**Requirement**.
Please count the lines in the records below that contain the string "white" and reply with only that number.

----- Supplied material

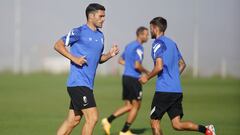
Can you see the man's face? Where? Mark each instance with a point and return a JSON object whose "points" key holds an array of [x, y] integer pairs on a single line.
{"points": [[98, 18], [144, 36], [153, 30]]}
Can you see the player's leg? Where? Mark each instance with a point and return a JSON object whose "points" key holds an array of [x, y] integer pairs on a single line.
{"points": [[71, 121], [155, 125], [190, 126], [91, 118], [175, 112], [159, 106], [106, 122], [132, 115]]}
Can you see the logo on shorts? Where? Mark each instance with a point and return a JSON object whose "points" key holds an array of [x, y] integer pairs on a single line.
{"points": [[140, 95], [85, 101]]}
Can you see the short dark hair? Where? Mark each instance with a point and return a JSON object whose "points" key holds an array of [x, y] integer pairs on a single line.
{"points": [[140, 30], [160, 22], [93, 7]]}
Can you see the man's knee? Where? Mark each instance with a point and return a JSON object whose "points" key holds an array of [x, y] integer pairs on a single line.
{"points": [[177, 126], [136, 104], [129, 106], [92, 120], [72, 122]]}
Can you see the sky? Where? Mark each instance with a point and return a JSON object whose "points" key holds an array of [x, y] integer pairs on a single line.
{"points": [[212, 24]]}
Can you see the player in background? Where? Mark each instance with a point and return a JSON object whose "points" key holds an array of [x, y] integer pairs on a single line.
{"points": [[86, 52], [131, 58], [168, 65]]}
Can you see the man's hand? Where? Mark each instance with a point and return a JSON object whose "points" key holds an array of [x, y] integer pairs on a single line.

----------
----- Supplied material

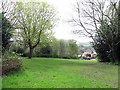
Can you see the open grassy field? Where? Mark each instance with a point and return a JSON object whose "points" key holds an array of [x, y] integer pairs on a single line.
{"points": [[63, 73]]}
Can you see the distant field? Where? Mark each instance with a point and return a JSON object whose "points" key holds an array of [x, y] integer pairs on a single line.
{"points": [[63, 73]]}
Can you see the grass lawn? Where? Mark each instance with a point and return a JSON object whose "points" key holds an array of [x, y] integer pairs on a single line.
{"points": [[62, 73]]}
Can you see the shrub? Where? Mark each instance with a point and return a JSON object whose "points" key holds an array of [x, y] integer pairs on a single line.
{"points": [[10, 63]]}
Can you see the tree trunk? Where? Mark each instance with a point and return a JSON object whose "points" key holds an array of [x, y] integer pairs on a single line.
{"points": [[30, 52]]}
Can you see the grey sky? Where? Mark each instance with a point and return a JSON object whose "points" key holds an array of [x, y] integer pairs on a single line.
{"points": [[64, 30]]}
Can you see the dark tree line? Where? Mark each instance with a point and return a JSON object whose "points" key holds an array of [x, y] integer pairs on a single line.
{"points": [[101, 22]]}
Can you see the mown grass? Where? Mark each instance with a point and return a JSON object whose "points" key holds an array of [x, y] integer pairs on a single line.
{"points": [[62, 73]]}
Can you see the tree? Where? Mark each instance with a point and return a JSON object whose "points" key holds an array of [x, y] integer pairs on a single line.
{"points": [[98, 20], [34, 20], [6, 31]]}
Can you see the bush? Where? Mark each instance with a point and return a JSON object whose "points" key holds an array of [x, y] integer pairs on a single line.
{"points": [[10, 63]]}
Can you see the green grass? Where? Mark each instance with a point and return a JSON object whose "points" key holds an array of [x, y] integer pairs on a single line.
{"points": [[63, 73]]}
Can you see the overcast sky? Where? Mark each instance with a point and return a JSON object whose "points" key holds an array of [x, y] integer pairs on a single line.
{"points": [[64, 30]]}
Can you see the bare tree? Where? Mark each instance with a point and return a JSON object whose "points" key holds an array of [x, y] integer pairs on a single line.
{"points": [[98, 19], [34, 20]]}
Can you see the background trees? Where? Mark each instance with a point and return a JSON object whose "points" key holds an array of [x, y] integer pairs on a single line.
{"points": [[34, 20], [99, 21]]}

----------
----- Supplied material

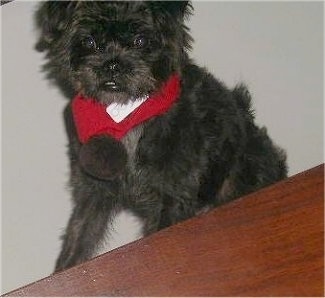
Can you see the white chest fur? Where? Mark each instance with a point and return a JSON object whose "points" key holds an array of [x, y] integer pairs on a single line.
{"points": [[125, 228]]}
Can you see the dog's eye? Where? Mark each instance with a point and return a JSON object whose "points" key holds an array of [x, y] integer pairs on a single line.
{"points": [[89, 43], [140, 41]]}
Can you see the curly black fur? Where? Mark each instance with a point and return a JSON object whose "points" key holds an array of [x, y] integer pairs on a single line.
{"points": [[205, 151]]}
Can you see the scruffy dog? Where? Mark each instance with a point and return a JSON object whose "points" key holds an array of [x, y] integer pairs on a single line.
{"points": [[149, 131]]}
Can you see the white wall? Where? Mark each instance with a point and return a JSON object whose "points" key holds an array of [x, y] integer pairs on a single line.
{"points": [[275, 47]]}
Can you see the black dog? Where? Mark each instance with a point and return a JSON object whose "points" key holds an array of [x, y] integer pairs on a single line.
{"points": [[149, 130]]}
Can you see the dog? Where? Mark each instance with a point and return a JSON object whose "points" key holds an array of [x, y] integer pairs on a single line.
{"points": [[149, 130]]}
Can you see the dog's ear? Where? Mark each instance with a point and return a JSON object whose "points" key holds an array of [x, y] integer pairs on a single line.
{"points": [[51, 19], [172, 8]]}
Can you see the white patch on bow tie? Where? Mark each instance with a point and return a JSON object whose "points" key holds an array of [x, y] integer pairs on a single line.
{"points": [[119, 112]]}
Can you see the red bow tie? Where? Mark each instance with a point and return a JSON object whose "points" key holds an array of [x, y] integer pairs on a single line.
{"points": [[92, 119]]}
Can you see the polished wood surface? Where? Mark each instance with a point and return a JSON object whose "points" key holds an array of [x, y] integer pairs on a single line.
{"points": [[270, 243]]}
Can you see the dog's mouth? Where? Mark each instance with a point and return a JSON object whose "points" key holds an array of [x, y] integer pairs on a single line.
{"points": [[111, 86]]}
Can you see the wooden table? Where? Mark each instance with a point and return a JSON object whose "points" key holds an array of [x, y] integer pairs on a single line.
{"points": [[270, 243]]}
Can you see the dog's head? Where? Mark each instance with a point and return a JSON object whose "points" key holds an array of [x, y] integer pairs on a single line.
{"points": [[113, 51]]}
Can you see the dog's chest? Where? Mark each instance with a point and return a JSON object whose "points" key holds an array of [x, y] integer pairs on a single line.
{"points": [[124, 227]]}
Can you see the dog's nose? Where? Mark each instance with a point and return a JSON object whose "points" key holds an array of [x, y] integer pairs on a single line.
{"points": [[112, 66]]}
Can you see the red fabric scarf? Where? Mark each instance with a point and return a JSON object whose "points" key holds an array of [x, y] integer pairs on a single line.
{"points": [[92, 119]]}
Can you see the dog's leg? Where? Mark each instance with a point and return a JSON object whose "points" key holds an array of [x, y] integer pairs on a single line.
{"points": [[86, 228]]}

----------

**Complete response**.
3